**Short problem a**
How many lines in the records contain the word "cloud"? Count them and give only the number.

**Selected passage**
%%
Is it excitement as in days of old when you were a child?

Or, is it long to-do lists that never end? Shopping till we drop? Noise and chaos and endless obligations that make us tired and cranky while all the while we are told to be “merry?”

Is it dread, trying to stretch limited financial resources to fulfill gift obligations? Is it regret, frustration and guilt that we cannot buy what we wish for our loved ones?

Is it loneliness? Are we missing someone, loved ones who have died or moved away? Do we feel empty, sad or bitter?

Miguel Fraga, Flickr Creative Commons
Miguel Fraga, Flickr Creative Commons

The Christmas season evokes powerful memories and emotions, magnifying every joy as well as all the hurt, disappointment and loss we have experienced in our lives. Our reaction to any unattended and festering wounds will be visited upon everyone around us, especially those we love.

Tucked away in the midst of all this is a liturgical season often overlooked: Advent. It is the antithesis of a chaotic, noisy commercial Christmas; a soothing and sanguine contrast to a season clouded by wounds and losses. Advent does not look mournfully to the past; it draws our attention to a hopeful future while being firmly rooted in the here and now.

Jorbasa Fotografie 4. Advent 2011, Flickr Creative Commons
Jorbasa Fotografie 4. Advent 2011, Flickr Creative Commons

Advent features the key players of our faith: Mary, Joseph and of course, Jesus Christ. It features some of the most moving and poetic passages from the Bible–prophesies of old heralding the coming of the Messiah as the shoot of Jesse, filled with the Spirit of wisdom and understanding, counsel and of strength, knowledge and fear of the Lord (from Isaiah 11).

Barta IV Jesus Joseph Mary, Flickr Creative Commons
Barta IV Jesus Joseph Mary, Flickr Creative Commons

It documents the greatest act of obedience in history when a young virgin accepts the invitation from God to bear his Son. That obedience is not an onerous “do not” but a joyful “I do!” as evidenced by Mary’s rushing to the side of her kinswoman Elizabeth (thought barren yet pregnant) and spontaneously praising God with her and the babes in their wombs in the exquisite prayer of the Magnificat.
%%
**Information shown**
%%
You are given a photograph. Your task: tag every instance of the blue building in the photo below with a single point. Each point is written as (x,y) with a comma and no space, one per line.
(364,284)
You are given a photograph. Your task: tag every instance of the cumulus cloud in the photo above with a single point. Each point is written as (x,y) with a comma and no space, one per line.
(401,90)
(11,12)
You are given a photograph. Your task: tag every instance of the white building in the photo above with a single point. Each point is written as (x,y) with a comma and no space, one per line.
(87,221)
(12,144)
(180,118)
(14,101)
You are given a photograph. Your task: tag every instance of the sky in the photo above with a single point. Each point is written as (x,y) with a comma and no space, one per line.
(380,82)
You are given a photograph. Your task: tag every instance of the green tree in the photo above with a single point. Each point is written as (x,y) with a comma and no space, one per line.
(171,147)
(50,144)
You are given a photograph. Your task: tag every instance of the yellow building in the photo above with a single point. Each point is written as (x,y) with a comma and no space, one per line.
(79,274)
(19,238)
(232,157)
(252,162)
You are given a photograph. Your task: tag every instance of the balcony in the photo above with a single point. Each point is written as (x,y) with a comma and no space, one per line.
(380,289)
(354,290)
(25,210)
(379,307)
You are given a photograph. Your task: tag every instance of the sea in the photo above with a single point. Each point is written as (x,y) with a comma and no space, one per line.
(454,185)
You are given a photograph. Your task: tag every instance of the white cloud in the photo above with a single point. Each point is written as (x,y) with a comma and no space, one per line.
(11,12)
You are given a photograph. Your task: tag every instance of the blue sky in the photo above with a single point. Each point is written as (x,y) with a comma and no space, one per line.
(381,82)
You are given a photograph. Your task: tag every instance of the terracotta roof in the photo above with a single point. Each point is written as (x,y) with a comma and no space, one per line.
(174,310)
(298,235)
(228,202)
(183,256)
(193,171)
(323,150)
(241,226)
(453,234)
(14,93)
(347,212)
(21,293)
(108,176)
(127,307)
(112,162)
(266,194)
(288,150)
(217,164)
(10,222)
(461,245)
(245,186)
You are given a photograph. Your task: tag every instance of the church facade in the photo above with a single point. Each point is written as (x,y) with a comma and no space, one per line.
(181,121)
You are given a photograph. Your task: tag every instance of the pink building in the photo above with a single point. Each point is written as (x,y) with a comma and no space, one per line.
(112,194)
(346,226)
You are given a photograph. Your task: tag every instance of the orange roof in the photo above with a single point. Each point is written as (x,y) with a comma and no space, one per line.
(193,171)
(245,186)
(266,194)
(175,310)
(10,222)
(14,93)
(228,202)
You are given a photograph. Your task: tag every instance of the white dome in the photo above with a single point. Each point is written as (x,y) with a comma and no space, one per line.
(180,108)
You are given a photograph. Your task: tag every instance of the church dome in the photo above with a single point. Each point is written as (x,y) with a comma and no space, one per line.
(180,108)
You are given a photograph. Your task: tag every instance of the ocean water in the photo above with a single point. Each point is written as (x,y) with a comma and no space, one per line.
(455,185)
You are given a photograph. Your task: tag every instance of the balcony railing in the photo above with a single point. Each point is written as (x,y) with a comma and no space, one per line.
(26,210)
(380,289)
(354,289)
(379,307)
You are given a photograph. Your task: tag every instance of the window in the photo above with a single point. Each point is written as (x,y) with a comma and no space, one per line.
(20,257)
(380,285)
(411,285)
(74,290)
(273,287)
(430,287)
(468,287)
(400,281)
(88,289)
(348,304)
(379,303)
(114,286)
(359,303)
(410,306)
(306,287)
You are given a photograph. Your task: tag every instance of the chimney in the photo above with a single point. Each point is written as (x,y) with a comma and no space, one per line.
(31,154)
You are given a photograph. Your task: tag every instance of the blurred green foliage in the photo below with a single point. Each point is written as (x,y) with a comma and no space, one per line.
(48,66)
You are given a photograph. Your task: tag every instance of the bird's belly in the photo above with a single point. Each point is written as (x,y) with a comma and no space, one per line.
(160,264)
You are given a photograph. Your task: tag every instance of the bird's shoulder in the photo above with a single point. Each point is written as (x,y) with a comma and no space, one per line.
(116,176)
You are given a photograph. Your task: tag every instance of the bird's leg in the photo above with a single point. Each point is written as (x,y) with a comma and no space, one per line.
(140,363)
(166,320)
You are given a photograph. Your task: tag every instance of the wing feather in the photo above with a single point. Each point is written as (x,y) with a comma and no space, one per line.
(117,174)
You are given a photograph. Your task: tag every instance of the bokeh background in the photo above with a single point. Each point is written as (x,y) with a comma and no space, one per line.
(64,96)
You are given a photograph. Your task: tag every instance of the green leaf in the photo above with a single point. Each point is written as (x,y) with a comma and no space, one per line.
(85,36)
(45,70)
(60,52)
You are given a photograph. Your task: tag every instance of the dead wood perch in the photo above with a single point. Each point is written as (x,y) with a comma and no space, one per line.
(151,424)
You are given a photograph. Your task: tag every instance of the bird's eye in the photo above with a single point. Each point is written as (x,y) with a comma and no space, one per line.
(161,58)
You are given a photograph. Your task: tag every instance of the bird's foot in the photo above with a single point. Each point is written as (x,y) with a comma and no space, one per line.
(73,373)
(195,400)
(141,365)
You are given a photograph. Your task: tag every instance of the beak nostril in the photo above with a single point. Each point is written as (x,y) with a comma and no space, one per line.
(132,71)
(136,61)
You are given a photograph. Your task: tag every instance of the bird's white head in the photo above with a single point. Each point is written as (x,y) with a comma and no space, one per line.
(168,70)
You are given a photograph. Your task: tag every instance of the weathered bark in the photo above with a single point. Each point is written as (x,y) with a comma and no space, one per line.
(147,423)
%%
**Short problem b**
In the Advent passage, what is the Spirit that fills the shoot of Jesse said to be the Spirit of? List every item named.

**Written solution a**
2

**Written solution b**
- wisdom
- understanding
- counsel
- strength
- knowledge
- fear of the Lord